═════ Verilen Metin ═════
Somut olayda; davacıya ait aracın tamirinin orijinal parçalar ile dava dışı kasko sigortacısı tarafından tedarik edildiği, onarımın gerçekleştirildiği, onarım faturalarının dava dışı kasko sigortacısı olan … Sigorta A.Ş.’ne kesildiği ve KDV yükümlülüğünün kasko sigortacısında olduğu, kasko tarafından yapılan ödemenin davalı trafik sigortacısına rücu edildiği, davalı şirketin kasko sigortacısına 39.690,27 TL ödeme gerçekleştirdiği, davacının aracının bu şekilde onarımının sağlandığı anlaşılmaktadır. Nitekim tramer kayıtlarından davacının benzer nitelikteki önceki zararında da bir kısım parçalarının onarım yolu ile hasarın giderildiği anlaşılmaktadır. Bu halde kasko sigortacısı tarafından aracının onarımı gerçekleştirilen davacının, sigorta şirketinin tedarik şirketleri ile arasındaki ilişkileri ve bu cümleden olmak üzere iskonto olanaklarını kullanarak aracı daha az maliyetle onarmış olmasına, aracı tamir edilen sigortalının iskontosuz rakam üzerinden tazminat talep edebileceği şeklinde bir hukuki sonuç bağlamak mümkün değildir. Davacının hasar bedeli talebinin reddi gerekmektedir.
═════
**Yapılacaklar:**
(A) Verilen metne göre davacının hasar bedeli talebinin neden reddedilmesi gerektiğini bir ila üç cümleyle açıklayın.
(B) Kayıtlarda "ceramic" kelimesini içeren satırları sayın ve yalnızca bu sayıyı yazın.
Verilen metin ile kayıtlar birbirinden bağımsız malzemelerdir.
═════ Kayıtlı Bilgiler ═════
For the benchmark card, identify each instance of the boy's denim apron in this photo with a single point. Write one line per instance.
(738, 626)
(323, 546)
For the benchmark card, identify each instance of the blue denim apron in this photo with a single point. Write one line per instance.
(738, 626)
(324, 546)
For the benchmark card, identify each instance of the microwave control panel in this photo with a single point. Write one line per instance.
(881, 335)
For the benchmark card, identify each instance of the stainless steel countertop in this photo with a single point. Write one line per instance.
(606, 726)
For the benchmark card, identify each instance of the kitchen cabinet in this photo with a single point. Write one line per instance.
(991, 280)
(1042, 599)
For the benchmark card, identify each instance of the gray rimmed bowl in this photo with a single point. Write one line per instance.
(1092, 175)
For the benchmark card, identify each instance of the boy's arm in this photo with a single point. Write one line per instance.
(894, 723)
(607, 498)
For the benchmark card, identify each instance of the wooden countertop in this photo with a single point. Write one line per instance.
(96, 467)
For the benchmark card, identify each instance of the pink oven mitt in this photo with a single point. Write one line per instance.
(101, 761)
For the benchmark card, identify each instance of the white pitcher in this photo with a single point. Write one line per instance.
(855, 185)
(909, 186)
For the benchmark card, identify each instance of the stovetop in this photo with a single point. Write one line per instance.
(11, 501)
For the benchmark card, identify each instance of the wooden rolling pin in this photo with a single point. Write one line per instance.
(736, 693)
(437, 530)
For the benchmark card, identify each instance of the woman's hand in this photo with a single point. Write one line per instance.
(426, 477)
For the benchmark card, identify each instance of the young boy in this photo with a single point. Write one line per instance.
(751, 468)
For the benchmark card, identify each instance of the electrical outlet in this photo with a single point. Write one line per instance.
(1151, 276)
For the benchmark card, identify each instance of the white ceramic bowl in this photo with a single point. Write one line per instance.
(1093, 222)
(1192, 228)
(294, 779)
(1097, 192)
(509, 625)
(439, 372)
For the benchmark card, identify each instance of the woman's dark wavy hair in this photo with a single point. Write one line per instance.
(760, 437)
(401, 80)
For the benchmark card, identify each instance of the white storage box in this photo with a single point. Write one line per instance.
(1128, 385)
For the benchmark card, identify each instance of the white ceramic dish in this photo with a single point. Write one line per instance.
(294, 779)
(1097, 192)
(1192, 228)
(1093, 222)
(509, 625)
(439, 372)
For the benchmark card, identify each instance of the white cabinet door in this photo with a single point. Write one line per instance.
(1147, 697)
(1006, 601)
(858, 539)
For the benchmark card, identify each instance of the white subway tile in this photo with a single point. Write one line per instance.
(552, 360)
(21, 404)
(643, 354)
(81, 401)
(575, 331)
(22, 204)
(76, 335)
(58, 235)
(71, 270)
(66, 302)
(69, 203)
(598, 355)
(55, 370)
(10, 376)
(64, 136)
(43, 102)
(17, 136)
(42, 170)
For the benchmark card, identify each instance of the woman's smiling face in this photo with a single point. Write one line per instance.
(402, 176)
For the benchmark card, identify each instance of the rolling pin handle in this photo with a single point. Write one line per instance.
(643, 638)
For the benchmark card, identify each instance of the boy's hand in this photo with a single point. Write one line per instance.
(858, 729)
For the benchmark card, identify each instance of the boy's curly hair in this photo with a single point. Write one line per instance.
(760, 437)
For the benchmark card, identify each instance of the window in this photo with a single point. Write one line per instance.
═════
**Görevlerin Çözümleri:**
(A) Davacının aracı, kasko sigortacısı tarafından tedarik şirketleriyle olan ilişkileri ve iskonto olanakları kullanılarak daha az maliyetle onarılmıştır. Bu durumda aracı tamir edilen sigortalının iskontosuz rakam üzerinden tazminat talep edebileceği sonucuna varmak mümkün değildir; bu yüzden talep reddedilmelidir.

(B) 2